REQUIREMENT: In the listing below, rewrite everything from the line containing "task: segment every instance of the cheek" down to the line containing "235 293 L 174", replacing "target" with "label" and leaving the rest unchanged. Give only those lines.

WORKING DATA:
■ ■ ■ ■ ■ ■ ■
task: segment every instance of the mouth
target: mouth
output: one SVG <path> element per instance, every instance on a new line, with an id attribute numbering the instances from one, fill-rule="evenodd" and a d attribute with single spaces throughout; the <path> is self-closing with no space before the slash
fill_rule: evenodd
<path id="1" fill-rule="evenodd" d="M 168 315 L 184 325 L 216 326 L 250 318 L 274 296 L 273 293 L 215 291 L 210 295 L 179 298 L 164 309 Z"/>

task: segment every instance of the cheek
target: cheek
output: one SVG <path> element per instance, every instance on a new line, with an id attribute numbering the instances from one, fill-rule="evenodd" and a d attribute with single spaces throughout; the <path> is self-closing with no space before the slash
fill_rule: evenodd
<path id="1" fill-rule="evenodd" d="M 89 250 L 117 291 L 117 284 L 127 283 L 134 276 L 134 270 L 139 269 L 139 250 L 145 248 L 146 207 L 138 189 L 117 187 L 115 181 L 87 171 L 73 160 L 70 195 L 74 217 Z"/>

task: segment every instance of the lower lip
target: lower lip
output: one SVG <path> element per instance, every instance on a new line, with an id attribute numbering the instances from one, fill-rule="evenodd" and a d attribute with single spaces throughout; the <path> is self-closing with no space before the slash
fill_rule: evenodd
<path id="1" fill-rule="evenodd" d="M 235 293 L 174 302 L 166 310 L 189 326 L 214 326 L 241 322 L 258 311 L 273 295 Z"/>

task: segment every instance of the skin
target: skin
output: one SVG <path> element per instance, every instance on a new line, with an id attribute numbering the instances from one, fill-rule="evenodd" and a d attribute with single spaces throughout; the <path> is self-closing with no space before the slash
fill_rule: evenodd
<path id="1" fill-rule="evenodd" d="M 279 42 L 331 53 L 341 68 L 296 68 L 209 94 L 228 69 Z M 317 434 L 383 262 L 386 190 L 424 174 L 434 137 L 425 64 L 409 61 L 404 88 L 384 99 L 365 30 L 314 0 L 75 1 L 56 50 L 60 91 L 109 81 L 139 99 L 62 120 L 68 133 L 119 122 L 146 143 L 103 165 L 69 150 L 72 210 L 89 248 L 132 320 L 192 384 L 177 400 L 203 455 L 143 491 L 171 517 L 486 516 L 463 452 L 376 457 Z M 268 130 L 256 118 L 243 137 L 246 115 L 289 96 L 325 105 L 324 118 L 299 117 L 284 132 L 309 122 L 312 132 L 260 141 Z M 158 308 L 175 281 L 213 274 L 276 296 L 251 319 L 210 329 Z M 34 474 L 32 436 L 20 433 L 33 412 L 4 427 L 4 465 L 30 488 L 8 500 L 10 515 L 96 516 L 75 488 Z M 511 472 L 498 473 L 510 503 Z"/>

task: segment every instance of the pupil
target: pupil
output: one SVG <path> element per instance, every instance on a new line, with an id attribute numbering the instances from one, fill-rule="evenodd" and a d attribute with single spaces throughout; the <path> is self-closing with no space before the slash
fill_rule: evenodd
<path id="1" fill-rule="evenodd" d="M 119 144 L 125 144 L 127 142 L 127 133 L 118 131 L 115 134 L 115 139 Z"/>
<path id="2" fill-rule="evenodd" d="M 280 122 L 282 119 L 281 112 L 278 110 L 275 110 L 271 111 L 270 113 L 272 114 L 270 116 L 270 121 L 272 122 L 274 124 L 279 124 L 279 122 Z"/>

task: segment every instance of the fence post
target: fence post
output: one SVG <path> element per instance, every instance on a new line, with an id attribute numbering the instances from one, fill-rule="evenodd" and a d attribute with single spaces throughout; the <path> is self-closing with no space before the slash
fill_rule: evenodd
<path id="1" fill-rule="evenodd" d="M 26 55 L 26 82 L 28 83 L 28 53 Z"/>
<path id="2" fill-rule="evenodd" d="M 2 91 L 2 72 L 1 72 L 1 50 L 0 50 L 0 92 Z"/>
■ ■ ■ ■ ■ ■ ■
COMPLETE OUTPUT:
task: segment every instance of the cheek
label: cheek
output: one SVG <path> element per instance, every instance on a new line, with an id attribute numbering the instances from one, fill-rule="evenodd" and a d attribute with single spaces throughout; the <path> is self-closing with no space before the slash
fill_rule: evenodd
<path id="1" fill-rule="evenodd" d="M 89 250 L 117 291 L 117 284 L 127 283 L 134 276 L 134 270 L 139 269 L 139 250 L 145 248 L 146 207 L 138 189 L 117 187 L 115 181 L 87 171 L 73 160 L 70 195 L 74 217 Z"/>

task: segment every instance of the lower lip
label: lower lip
output: one SVG <path> element per instance, every instance on a new line, with an id attribute numbering the instances from one, fill-rule="evenodd" and a d attribute with single spaces throughout; the <path> is self-closing with no space before the slash
fill_rule: evenodd
<path id="1" fill-rule="evenodd" d="M 235 293 L 174 302 L 166 310 L 189 326 L 214 326 L 241 322 L 258 311 L 273 295 Z"/>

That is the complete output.